Your answer should be the exact lines of the data below from the one containing "Task: identify the banner" through the one containing "Task: identify the green"; please include nothing else.

→ Data section:
========================

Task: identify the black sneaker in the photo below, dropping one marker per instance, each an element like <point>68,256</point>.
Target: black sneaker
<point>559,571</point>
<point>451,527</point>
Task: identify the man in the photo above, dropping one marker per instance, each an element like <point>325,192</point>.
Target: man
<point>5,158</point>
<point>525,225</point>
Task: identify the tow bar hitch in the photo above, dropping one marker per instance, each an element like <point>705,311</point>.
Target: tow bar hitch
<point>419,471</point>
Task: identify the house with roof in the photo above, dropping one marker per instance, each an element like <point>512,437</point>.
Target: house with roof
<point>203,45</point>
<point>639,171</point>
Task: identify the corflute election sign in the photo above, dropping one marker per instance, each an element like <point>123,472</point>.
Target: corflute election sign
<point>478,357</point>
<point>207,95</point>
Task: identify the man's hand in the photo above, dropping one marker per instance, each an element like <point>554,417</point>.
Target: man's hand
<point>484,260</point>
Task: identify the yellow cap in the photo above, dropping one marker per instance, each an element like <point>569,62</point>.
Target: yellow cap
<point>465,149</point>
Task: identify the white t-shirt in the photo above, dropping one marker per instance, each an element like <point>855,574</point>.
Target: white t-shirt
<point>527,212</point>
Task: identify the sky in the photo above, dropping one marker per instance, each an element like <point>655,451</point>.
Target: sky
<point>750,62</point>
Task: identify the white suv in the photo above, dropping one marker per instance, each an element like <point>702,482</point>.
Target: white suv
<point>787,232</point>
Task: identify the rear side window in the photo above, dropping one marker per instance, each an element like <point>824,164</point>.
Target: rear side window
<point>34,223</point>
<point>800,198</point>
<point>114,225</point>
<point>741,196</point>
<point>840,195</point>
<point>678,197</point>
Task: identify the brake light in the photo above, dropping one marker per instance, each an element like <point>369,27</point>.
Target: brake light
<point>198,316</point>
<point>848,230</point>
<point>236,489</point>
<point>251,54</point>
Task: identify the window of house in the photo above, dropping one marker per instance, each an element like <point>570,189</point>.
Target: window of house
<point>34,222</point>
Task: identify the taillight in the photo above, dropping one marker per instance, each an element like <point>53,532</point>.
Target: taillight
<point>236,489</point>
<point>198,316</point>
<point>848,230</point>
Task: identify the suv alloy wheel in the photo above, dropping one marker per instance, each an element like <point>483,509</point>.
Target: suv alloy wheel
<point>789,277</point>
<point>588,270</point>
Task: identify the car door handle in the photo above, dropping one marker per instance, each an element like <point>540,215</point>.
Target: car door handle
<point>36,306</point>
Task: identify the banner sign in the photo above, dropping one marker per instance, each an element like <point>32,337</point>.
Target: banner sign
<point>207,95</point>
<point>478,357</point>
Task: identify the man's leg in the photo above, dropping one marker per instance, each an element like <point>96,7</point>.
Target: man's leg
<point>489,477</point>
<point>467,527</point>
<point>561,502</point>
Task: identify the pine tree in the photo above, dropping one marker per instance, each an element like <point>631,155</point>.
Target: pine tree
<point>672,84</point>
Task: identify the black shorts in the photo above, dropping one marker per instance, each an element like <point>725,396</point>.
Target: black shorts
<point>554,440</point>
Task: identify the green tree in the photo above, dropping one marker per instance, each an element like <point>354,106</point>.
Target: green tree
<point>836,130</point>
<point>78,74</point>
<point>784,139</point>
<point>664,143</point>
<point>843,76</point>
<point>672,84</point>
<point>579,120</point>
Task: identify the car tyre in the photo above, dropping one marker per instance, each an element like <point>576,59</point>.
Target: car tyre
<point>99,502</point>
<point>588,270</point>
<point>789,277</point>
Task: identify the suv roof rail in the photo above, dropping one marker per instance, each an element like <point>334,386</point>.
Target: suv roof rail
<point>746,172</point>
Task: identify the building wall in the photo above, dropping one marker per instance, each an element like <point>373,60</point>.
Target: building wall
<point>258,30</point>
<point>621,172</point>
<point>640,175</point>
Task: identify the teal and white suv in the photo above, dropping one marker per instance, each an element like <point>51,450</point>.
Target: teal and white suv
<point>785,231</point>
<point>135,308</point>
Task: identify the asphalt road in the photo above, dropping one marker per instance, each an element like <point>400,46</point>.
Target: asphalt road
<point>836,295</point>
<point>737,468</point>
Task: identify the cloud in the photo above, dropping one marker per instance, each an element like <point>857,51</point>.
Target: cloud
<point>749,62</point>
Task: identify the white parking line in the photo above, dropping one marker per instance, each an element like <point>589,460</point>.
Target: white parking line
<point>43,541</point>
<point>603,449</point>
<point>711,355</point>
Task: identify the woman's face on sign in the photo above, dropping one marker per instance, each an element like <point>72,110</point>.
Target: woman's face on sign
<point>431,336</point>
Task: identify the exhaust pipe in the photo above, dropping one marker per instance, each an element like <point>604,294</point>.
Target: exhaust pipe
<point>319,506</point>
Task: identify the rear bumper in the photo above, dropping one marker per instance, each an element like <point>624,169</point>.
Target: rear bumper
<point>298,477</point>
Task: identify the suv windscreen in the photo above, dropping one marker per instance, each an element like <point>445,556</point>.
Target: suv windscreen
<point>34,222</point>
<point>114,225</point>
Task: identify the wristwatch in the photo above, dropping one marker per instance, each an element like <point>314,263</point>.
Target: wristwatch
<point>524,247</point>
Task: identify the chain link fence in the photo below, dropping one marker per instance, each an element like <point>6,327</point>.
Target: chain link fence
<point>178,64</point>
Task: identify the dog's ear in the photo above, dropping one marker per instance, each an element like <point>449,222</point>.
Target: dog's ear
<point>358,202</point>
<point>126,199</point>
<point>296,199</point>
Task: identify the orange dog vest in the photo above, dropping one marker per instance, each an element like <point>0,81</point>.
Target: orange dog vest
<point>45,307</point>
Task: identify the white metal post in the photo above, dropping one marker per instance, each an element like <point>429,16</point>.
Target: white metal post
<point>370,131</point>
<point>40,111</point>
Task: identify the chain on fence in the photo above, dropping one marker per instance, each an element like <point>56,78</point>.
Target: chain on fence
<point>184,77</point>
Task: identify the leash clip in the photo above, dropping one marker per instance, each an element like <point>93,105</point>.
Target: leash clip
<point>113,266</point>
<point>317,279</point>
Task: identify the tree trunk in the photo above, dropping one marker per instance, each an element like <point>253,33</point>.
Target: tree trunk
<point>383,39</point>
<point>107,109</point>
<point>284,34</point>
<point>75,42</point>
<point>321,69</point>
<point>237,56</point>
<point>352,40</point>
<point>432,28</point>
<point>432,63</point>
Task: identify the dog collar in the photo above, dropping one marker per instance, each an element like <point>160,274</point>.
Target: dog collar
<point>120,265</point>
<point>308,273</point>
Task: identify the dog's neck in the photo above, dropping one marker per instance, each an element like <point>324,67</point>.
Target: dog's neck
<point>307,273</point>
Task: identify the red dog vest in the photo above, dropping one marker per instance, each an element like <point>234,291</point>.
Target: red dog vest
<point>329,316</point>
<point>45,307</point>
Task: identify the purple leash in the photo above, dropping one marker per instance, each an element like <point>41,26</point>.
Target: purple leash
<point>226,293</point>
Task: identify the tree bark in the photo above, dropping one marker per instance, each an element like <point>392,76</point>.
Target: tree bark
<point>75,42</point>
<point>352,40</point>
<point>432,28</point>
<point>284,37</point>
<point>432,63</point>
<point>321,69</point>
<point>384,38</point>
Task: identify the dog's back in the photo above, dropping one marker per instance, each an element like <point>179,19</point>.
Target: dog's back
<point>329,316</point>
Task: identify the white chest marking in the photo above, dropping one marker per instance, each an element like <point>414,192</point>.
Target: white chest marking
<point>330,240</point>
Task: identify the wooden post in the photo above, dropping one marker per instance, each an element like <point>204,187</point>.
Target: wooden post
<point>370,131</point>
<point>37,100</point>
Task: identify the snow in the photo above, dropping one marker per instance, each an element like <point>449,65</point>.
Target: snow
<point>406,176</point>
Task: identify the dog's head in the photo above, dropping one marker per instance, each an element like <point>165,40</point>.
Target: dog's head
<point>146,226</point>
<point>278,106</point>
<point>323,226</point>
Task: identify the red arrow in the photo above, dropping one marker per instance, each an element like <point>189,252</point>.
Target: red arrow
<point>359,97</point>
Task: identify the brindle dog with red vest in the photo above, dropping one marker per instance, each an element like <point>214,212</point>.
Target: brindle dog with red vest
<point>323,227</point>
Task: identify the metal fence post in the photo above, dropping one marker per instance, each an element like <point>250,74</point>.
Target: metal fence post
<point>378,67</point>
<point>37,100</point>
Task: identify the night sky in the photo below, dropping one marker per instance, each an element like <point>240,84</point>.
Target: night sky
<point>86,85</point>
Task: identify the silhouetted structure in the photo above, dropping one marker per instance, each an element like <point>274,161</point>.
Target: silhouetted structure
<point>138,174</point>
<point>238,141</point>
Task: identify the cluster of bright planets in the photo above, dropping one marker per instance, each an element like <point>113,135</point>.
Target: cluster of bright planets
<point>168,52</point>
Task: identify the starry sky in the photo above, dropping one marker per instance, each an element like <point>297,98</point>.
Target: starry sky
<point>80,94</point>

========================

→ Exercise answer:
Task: identify the banner sign in the photo above, dropping one marker per instance, each an element like <point>32,337</point>.
Target: banner sign
<point>207,95</point>
<point>478,357</point>
Task: identify the man's leg in the photo above, dropping one marker per instance, each an element like <point>96,7</point>.
Target: man's leg
<point>489,477</point>
<point>467,527</point>
<point>561,502</point>
Task: identify the pine tree in the photo above, dropping one marker per instance, each an element like <point>631,155</point>.
Target: pine tree
<point>672,84</point>
Task: identify the black shorts in the photo above, dropping one marker per instance, each an element like <point>725,396</point>.
Target: black shorts
<point>554,440</point>
Task: identify the green tree in the photo above, dropping one marker per instance, each an element like <point>354,106</point>.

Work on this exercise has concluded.